- _Set exercise_
Return the data below line for line without any changes, leaving out the pictures.

- _Records for processing_
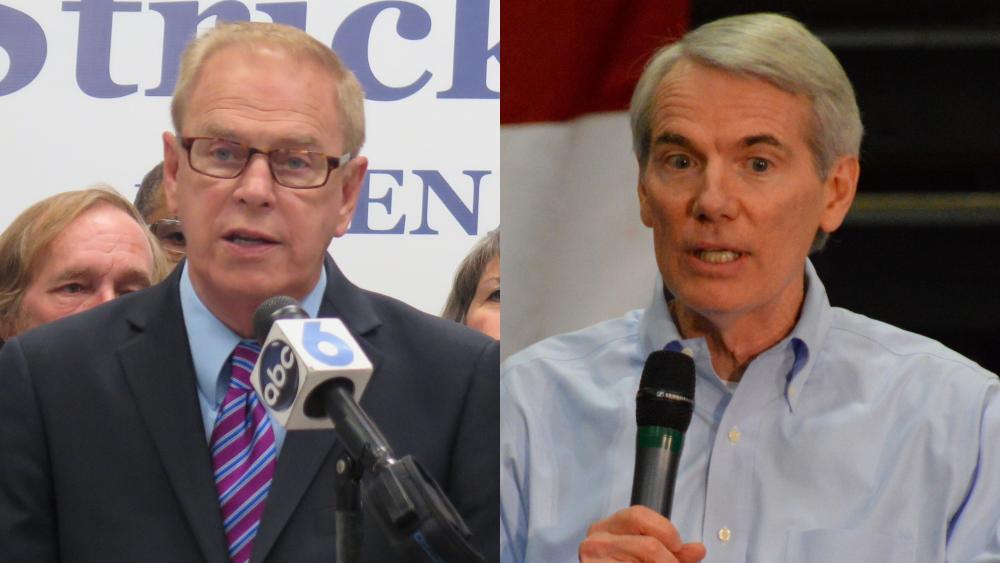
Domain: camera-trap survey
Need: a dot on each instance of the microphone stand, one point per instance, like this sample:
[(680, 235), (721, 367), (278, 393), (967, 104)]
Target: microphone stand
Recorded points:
[(410, 508), (347, 517)]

- _Output for this task_
Domain: camera-trap survey
Need: a dot on each instance of the microphone stand, one point per instance, like this sample:
[(680, 235), (721, 367), (278, 393), (967, 104)]
Target: microphone stand
Recorded points:
[(410, 508), (347, 517)]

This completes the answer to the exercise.